» TASK OBJECTIVE
Display each line below that contains the string "gray", matching uppercase and lowercase exactly.

» EXERCISE INPUTS
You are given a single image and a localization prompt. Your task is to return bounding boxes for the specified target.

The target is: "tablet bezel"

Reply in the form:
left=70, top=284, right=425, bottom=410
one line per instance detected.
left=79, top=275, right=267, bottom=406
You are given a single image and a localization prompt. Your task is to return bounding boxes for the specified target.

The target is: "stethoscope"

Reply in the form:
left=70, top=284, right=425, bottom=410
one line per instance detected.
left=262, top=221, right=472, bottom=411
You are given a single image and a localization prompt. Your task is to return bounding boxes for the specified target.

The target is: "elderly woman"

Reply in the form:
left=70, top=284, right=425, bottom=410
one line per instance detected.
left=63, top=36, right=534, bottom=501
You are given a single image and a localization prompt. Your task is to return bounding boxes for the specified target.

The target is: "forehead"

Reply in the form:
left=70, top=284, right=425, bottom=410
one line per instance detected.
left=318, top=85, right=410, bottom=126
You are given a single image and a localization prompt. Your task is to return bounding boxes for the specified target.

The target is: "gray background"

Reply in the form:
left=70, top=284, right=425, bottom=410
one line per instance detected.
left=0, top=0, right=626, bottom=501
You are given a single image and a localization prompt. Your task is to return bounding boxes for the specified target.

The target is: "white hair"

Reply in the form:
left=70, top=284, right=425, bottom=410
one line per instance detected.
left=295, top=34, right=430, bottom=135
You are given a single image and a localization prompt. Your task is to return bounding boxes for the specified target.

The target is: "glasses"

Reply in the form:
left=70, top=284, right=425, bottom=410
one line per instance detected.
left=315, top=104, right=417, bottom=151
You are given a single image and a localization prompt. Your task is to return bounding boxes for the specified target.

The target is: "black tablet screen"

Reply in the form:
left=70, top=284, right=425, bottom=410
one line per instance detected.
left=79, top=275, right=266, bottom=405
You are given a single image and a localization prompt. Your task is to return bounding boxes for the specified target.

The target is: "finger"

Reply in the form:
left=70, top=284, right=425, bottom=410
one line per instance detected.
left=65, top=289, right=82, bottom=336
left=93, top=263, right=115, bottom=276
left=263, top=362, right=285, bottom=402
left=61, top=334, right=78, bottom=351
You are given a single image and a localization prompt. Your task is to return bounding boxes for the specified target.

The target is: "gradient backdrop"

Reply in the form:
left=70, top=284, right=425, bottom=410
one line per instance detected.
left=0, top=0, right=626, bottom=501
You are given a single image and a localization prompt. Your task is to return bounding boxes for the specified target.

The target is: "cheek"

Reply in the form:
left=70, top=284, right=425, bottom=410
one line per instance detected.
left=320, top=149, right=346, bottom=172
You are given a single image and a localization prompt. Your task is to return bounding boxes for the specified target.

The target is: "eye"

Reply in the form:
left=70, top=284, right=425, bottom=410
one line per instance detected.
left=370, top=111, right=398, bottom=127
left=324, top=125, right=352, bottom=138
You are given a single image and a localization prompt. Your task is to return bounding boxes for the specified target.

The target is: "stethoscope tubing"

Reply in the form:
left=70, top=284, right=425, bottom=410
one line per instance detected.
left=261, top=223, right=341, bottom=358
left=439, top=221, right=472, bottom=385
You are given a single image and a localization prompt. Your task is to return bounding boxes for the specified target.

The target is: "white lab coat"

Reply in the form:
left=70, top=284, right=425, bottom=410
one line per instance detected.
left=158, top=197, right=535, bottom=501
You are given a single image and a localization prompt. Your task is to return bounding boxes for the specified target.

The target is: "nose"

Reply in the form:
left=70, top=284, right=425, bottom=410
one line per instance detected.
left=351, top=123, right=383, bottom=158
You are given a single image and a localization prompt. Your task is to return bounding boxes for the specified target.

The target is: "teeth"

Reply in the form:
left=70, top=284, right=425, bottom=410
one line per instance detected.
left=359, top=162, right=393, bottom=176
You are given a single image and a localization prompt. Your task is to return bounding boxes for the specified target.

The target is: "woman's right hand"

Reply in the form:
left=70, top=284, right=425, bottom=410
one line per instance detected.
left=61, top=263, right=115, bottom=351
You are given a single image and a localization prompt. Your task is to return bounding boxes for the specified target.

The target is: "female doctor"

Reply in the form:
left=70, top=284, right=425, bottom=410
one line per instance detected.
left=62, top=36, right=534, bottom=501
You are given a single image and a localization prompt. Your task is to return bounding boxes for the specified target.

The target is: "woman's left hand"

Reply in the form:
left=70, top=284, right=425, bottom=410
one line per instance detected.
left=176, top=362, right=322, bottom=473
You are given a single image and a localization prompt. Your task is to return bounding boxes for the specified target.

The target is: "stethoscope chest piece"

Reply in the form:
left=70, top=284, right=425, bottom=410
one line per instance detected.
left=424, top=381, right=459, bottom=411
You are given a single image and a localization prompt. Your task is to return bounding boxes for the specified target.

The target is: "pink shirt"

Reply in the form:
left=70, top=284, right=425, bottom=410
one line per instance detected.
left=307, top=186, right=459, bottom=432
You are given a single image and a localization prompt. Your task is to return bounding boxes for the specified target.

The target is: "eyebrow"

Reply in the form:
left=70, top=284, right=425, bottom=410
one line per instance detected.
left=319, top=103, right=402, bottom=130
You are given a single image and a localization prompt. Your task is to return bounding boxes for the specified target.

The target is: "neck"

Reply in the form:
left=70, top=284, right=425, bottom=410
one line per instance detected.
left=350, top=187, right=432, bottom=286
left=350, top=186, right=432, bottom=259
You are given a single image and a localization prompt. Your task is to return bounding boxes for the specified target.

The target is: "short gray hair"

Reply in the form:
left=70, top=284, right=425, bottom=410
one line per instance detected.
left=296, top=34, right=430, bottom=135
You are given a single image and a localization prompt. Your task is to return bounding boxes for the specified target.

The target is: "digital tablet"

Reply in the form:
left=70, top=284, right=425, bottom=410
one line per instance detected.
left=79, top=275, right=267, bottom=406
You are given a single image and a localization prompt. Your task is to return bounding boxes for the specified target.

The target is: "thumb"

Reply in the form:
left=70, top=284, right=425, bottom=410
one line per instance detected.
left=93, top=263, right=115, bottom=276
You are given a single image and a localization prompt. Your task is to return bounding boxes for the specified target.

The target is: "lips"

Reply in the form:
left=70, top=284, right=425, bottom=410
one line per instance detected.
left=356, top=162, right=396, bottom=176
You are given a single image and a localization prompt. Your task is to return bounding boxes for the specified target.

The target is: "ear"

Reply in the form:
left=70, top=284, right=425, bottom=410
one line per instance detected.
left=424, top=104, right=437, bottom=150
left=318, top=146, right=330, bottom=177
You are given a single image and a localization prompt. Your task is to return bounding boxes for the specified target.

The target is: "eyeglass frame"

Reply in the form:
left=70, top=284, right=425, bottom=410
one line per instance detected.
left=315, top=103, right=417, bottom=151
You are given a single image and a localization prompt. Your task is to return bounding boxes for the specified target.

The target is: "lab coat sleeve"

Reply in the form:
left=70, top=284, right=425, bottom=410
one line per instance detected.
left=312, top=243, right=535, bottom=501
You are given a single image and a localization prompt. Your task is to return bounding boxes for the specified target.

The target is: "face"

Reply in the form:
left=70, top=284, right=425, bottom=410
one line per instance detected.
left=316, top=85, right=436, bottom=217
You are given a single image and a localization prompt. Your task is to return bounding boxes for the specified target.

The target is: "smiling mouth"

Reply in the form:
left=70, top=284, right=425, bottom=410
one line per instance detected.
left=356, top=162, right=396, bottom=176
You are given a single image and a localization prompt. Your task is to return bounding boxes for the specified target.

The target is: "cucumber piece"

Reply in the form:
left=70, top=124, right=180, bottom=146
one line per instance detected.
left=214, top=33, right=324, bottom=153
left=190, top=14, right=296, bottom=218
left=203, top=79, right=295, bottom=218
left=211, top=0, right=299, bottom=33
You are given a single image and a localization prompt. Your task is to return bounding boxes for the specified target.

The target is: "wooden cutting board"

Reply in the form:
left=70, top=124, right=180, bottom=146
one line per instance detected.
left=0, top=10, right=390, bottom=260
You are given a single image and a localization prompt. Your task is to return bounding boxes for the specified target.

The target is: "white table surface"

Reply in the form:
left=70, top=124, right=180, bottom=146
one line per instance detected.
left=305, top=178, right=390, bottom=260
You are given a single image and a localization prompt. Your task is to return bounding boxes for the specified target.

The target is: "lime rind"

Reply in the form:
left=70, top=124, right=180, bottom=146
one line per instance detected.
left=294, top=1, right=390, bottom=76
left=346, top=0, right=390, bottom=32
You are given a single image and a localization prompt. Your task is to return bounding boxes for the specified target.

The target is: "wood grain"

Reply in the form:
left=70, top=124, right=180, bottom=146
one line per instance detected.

» RESPONSE TO THE TASK
The target is: "gray background"
The target is: "short gray hair"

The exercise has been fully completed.